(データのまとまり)
-------

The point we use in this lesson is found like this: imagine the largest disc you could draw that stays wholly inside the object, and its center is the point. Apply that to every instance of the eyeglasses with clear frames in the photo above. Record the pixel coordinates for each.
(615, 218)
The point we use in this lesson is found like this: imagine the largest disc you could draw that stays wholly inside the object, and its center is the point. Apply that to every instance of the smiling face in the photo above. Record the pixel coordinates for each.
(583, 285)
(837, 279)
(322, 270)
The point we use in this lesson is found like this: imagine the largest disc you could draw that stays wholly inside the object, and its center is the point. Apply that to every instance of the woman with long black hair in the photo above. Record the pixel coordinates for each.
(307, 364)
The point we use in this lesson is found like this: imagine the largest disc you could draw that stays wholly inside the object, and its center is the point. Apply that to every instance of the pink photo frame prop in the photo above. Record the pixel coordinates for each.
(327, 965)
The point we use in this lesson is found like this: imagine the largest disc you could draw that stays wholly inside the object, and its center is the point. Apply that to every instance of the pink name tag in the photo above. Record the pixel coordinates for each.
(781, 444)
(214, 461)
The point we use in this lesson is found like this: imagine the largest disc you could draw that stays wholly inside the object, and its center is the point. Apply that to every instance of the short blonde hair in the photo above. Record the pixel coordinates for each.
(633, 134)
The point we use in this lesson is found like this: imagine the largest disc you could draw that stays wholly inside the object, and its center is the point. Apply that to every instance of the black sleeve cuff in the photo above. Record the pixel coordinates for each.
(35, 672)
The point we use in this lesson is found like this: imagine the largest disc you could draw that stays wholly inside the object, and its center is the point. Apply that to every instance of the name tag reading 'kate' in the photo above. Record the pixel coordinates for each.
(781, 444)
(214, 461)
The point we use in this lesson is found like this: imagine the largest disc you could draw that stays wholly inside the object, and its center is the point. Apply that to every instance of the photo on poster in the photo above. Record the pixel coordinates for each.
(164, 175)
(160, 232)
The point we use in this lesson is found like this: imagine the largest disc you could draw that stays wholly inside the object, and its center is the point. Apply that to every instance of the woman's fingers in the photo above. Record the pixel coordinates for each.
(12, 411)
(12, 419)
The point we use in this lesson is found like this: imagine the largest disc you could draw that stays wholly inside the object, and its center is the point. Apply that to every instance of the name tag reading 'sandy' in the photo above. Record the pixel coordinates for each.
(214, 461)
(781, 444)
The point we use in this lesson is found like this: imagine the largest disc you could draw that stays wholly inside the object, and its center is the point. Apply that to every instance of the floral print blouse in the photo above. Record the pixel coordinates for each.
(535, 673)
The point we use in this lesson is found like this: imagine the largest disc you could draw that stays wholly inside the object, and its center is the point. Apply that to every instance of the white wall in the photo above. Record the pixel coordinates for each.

-------

上の資料のすべての行を、空行を除いて番号付きリストとして出力してください。

1. The point we use in this lesson is found like this: imagine the largest disc you could draw that stays wholly inside the object, and its center is the point. Apply that to every instance of the eyeglasses with clear frames in the photo above. Record the pixel coordinates for each.
2. (615, 218)
3. The point we use in this lesson is found like this: imagine the largest disc you could draw that stays wholly inside the object, and its center is the point. Apply that to every instance of the smiling face in the photo above. Record the pixel coordinates for each.
4. (583, 285)
5. (837, 279)
6. (322, 270)
7. The point we use in this lesson is found like this: imagine the largest disc you could draw that stays wholly inside the object, and its center is the point. Apply that to every instance of the woman with long black hair in the photo above. Record the pixel coordinates for each.
8. (307, 364)
9. The point we use in this lesson is found like this: imagine the largest disc you could draw that stays wholly inside the object, and its center is the point. Apply that to every instance of the pink photo frame prop in the photo above. Record the pixel coordinates for each.
10. (327, 965)
11. The point we use in this lesson is found like this: imagine the largest disc you could draw that stays wholly inside the object, and its center is the point. Apply that to every instance of the pink name tag in the photo above. Record the pixel coordinates for each.
12. (781, 444)
13. (214, 461)
14. The point we use in this lesson is found like this: imagine the largest disc you could draw that stays wholly inside the object, and its center is the point. Apply that to every instance of the short blonde hair in the photo above. Record the pixel coordinates for each.
15. (633, 134)
16. The point we use in this lesson is found like this: imagine the largest disc you could draw that stays wholly inside the object, and its center is the point. Apply that to every instance of the black sleeve cuff in the photo above. Record the pixel coordinates for each.
17. (35, 672)
18. The point we use in this lesson is found like this: imagine the largest disc you could draw that stays wholly inside the object, and its center is the point. Apply that to every instance of the name tag reading 'kate' in the photo above. Record the pixel coordinates for each.
19. (781, 444)
20. (214, 461)
21. The point we use in this lesson is found like this: imagine the largest disc you could draw that stays wholly inside the object, and its center is the point. Apply that to every instance of the photo on poster in the photo above. Record the pixel coordinates for each.
22. (164, 175)
23. (160, 232)
24. The point we use in this lesson is found like this: imagine the largest disc you could draw that stays wholly inside the object, and its center is the point. Apply that to every instance of the woman's fingers in the photo above. Record the pixel coordinates for each.
25. (12, 411)
26. (12, 419)
27. The point we use in this lesson is found like this: imagine the largest disc you could draw that stays wholly inside the object, and its center is the point. Apply that to every instance of the name tag reading 'sandy' in the photo above. Record the pixel coordinates for each.
28. (214, 461)
29. (781, 444)
30. The point we use in this lesson is found like this: imagine the largest disc you could draw that stays wholly inside the object, and its center is the point. Apply that to every instance of the floral print blouse in the photo above. Record the pixel coordinates for each.
31. (535, 673)
32. The point we use in this lesson is found like this: imagine the largest disc you could draw that stays wholly inside the object, and its center is the point. Apply that to every instance of the white wall in the photo above. Record the pixel coordinates for each.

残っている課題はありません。